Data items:
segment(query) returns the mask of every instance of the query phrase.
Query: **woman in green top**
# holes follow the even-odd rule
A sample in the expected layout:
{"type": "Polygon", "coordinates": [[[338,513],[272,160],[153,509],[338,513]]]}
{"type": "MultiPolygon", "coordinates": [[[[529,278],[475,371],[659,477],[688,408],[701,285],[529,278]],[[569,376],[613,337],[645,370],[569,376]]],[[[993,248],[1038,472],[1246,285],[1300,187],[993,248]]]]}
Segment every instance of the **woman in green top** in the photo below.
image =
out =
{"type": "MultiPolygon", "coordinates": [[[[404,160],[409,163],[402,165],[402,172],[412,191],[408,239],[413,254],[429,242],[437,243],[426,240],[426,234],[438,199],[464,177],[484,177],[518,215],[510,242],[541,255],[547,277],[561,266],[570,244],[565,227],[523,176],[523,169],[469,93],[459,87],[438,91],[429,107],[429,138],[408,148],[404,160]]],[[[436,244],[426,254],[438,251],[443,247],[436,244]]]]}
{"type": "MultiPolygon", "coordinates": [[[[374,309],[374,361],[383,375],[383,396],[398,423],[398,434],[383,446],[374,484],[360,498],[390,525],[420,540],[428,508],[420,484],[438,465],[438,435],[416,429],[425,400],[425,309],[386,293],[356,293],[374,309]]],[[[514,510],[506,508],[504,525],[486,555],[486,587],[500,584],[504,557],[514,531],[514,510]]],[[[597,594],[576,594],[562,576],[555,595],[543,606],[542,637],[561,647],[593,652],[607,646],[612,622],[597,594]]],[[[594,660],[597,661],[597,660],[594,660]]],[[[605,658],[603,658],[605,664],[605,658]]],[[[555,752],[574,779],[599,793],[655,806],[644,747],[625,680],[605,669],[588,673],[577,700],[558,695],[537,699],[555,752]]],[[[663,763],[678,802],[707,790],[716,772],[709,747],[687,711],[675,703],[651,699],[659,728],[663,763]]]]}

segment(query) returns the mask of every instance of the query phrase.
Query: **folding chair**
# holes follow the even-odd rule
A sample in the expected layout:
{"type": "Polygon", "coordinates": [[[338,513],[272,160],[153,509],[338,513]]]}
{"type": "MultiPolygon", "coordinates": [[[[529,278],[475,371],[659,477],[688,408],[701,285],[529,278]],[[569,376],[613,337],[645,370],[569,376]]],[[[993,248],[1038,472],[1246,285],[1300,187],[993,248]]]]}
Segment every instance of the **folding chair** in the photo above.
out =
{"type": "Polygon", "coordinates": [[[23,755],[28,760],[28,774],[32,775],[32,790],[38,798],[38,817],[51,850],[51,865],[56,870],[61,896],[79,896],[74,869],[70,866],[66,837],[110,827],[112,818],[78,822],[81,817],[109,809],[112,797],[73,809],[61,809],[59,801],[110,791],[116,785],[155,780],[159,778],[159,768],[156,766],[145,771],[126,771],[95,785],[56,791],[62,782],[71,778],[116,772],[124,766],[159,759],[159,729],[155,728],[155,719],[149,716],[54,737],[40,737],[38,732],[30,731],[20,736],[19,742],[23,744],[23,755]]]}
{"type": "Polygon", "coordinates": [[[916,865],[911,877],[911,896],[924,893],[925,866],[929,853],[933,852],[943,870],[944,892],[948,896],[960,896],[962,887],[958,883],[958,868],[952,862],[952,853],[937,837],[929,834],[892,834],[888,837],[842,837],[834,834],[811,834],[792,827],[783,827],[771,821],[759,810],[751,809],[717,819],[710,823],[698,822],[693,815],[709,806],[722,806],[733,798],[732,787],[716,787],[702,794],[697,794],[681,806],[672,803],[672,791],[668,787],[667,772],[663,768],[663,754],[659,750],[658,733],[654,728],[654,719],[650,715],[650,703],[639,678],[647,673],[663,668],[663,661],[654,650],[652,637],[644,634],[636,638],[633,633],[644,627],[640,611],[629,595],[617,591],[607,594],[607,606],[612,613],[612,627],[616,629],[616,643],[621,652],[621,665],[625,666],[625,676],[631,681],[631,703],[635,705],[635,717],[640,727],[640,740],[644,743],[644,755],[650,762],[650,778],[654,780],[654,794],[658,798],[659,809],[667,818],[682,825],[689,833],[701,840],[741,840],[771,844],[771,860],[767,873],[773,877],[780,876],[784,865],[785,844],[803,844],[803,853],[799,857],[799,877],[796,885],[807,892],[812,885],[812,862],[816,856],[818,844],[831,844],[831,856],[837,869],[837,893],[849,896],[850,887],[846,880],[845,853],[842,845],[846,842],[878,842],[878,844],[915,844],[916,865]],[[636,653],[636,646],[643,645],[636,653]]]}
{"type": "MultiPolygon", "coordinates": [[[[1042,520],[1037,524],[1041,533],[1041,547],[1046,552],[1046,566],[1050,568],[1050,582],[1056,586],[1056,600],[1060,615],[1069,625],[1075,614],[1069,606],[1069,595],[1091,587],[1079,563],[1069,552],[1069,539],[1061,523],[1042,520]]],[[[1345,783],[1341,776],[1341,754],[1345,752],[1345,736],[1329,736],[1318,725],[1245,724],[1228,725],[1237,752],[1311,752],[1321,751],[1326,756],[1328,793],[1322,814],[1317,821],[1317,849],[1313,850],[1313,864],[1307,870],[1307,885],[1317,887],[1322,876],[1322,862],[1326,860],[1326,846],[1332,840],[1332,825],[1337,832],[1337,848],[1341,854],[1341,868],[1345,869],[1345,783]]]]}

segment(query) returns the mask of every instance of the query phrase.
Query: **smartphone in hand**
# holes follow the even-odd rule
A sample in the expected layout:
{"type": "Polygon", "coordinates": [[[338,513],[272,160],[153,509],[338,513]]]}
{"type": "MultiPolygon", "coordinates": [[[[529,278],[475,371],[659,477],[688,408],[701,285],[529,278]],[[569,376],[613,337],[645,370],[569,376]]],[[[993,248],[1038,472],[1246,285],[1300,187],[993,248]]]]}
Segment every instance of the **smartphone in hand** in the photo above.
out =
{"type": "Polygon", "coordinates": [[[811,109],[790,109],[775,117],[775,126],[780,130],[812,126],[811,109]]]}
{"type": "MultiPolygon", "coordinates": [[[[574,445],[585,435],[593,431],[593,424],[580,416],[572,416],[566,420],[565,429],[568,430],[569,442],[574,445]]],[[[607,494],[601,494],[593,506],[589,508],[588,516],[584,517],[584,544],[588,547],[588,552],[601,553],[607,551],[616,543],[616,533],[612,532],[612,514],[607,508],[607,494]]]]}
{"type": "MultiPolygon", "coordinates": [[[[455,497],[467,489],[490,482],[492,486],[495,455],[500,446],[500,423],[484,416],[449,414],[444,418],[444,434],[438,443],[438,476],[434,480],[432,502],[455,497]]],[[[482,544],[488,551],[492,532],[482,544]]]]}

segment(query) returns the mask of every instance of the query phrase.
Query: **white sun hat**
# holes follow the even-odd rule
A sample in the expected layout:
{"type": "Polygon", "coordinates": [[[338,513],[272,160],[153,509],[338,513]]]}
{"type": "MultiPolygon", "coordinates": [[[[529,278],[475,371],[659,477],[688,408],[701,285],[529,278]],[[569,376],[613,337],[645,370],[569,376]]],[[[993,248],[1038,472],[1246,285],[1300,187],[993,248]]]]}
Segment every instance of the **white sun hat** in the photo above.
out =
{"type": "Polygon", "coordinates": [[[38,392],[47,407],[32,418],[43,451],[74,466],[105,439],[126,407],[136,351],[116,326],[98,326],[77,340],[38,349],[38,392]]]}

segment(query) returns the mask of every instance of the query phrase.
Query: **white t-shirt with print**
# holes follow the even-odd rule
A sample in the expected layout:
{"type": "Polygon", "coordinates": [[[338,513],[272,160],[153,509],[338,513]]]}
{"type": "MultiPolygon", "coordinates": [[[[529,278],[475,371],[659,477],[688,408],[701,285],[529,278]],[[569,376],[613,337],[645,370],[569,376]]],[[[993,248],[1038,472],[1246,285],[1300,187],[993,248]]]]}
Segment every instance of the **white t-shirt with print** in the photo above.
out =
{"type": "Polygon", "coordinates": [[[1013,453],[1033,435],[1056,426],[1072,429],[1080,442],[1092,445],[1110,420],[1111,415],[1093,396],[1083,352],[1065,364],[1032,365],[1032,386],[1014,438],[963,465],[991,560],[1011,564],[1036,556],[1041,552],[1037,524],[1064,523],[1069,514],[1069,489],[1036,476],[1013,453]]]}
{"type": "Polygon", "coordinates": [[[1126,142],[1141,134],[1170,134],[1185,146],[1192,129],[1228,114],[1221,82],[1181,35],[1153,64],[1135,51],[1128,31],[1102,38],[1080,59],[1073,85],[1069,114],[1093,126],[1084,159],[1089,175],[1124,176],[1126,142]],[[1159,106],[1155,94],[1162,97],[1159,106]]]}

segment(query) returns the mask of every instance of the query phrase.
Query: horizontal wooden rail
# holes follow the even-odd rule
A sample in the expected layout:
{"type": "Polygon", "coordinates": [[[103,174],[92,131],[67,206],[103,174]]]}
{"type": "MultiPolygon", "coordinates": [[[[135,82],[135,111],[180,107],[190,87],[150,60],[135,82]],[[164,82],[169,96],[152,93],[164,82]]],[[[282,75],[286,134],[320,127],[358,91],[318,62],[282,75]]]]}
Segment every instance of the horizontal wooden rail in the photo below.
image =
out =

**GOAL OF THE EXERCISE**
Count how many of the lines above contain the string "photo", with case counting, and give only the number.

**EXERCISE OUTPUT**
6